» TASK TO COMPLETE: From the entries below, pick out each line that contains the string "panpipe" and copy those lines in full.

========

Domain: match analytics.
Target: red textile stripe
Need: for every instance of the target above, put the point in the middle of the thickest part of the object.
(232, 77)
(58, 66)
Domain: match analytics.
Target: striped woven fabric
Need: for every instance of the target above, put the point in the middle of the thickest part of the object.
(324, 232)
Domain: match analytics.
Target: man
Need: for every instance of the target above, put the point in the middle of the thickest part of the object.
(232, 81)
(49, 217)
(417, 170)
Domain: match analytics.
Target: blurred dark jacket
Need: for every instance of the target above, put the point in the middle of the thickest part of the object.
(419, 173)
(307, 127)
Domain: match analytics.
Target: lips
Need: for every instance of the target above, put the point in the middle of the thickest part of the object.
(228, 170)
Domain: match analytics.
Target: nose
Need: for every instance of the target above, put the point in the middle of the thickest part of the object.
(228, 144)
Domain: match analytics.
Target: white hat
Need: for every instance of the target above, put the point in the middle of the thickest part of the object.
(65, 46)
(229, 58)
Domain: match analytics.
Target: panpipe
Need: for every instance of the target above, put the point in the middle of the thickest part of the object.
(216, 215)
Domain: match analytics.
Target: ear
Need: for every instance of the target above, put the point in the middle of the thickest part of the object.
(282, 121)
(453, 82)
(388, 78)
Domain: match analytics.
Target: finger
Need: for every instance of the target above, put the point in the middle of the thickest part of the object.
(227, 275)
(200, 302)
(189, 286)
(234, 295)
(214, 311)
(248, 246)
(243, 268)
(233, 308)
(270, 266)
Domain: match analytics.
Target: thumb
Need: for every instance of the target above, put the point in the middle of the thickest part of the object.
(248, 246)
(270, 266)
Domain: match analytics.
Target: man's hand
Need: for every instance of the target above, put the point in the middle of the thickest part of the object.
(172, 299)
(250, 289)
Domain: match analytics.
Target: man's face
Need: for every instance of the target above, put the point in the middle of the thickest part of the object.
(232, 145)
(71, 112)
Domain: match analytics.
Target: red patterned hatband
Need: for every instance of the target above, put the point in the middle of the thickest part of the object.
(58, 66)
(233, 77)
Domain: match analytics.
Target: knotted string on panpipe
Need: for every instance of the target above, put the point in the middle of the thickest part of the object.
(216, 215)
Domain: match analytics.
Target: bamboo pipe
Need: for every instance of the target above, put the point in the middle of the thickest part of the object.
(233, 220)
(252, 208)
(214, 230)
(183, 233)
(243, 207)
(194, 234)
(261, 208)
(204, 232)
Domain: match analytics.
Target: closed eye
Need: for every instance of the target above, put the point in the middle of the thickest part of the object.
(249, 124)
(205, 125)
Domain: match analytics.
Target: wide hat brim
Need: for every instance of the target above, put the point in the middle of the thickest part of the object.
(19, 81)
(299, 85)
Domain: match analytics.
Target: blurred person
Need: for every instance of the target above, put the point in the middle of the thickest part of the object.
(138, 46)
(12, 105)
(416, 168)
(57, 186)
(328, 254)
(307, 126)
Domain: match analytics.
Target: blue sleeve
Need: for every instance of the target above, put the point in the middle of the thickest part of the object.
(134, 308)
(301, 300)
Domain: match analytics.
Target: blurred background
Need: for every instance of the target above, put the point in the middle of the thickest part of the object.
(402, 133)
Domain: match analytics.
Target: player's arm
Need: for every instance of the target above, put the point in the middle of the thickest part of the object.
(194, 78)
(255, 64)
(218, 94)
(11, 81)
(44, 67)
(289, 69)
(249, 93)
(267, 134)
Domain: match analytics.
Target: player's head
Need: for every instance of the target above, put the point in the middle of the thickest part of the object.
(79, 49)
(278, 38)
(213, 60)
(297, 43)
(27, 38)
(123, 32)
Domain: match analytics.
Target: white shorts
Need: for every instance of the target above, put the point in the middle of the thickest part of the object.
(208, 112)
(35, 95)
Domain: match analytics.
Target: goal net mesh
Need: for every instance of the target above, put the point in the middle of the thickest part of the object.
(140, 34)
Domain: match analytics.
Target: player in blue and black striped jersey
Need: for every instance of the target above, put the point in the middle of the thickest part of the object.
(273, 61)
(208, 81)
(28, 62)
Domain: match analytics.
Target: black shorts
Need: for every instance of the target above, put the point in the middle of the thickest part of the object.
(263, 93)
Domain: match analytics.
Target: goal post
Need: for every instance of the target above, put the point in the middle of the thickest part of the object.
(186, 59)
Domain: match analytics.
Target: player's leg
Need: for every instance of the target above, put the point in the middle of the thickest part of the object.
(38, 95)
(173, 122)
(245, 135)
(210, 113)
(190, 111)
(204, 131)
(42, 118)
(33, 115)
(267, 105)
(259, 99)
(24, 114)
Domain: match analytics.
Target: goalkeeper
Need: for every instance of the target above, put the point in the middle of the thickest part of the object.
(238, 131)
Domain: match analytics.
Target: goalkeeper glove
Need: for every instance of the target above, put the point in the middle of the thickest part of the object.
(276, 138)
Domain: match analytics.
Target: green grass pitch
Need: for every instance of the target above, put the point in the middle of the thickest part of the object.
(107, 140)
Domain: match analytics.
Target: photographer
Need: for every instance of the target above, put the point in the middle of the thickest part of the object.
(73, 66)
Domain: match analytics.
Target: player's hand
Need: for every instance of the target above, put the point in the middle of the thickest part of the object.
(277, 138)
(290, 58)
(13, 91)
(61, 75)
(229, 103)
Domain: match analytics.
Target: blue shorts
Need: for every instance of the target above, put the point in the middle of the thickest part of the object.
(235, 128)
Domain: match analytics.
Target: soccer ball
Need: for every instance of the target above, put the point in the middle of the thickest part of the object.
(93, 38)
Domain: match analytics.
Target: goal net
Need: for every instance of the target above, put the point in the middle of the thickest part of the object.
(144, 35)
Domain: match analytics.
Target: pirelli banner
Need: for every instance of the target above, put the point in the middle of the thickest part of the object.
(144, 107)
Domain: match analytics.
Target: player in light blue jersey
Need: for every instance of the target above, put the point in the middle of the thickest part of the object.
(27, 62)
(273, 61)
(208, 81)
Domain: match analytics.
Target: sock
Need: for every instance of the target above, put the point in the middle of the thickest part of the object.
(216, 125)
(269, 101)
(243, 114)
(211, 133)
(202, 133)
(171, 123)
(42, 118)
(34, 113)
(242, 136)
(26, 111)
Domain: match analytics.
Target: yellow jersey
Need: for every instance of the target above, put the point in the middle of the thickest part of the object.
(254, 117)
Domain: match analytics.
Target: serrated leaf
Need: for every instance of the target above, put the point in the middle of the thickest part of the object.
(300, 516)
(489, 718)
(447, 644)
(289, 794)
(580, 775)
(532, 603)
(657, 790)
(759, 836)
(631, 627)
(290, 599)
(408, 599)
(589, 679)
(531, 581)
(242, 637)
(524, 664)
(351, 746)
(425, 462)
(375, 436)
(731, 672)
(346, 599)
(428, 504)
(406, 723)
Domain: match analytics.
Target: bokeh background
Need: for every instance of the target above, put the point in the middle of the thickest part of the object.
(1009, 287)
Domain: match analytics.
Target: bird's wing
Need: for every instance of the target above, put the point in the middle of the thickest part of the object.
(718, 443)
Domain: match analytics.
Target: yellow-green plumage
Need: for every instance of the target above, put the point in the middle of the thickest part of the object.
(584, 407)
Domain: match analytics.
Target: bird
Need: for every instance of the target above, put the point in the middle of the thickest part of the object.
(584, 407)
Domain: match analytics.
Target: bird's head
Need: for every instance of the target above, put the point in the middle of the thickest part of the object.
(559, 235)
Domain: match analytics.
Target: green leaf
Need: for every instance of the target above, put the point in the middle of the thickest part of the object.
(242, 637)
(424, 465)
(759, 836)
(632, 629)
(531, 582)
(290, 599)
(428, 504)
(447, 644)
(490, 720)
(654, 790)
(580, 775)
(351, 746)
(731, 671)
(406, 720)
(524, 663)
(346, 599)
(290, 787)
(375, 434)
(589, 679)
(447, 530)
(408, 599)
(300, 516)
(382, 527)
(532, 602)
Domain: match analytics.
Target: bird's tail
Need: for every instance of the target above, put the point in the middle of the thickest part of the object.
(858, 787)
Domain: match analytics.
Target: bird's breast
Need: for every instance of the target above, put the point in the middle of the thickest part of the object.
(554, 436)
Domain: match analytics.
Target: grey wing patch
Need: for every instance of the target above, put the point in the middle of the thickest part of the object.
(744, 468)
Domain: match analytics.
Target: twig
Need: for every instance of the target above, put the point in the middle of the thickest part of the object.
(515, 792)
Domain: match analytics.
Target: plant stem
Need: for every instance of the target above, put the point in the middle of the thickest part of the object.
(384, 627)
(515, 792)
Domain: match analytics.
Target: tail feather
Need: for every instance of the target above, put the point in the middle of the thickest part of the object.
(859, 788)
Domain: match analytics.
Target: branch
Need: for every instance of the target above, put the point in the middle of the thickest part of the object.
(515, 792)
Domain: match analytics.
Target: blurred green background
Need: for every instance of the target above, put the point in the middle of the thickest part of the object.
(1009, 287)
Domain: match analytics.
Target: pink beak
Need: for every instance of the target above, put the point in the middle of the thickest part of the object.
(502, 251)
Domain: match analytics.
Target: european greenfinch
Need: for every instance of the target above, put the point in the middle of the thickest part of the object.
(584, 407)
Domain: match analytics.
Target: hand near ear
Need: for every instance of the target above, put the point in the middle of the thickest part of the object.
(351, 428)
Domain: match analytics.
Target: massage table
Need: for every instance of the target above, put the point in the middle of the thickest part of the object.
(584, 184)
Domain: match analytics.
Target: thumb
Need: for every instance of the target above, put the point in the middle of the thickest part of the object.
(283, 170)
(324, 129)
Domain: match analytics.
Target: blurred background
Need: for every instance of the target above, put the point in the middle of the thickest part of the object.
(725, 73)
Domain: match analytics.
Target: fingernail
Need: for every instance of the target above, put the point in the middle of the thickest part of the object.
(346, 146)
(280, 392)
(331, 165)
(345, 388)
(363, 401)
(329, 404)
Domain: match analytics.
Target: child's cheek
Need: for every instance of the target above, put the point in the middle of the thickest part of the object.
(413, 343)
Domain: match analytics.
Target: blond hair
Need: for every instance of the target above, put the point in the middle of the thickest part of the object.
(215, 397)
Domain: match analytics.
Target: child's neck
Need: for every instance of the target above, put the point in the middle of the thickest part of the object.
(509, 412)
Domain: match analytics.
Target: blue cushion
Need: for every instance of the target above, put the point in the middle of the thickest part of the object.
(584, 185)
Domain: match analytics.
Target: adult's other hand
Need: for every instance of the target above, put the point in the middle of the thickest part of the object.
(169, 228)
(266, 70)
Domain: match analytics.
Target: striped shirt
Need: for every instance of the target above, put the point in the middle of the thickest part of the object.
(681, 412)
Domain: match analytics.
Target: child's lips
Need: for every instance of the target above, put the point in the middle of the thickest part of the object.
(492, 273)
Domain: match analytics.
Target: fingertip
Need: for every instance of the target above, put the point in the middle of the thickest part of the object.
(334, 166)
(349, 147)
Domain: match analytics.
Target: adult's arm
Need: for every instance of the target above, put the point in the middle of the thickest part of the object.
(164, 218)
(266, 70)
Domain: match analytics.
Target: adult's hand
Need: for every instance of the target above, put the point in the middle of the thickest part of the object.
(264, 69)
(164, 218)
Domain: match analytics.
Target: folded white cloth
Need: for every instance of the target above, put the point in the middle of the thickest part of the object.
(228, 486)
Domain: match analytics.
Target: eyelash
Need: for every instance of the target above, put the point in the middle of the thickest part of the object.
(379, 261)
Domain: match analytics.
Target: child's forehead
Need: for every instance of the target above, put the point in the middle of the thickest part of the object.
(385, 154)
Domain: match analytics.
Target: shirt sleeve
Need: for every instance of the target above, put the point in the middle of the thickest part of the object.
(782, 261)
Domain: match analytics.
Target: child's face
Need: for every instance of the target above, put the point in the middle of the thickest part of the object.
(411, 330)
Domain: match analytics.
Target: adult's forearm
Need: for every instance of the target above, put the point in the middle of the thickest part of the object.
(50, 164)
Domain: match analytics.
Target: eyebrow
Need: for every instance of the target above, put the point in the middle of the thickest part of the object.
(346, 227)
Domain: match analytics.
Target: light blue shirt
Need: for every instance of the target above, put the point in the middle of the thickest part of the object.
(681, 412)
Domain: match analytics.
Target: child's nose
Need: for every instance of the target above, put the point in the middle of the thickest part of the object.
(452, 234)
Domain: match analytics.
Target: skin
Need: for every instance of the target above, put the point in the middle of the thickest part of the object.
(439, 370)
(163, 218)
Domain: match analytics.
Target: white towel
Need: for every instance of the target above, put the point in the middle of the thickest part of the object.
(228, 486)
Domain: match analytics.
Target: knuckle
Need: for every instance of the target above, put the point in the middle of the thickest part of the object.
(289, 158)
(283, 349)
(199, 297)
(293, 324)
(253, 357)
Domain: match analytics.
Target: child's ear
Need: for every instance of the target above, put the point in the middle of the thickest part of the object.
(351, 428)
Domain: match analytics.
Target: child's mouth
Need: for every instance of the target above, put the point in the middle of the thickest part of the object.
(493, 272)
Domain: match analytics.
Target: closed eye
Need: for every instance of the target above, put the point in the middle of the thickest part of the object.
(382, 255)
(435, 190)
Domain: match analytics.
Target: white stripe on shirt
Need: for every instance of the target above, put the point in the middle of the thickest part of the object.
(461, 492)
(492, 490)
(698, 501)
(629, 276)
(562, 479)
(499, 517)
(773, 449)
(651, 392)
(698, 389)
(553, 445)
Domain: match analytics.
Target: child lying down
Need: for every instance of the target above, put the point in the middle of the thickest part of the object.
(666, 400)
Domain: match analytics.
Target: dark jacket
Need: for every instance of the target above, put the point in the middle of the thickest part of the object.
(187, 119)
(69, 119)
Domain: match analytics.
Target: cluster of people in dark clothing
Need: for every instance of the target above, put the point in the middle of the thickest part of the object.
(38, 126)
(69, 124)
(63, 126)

========

» EXERCISE ANSWER:
Target: panpipe
Target: knotted string on panpipe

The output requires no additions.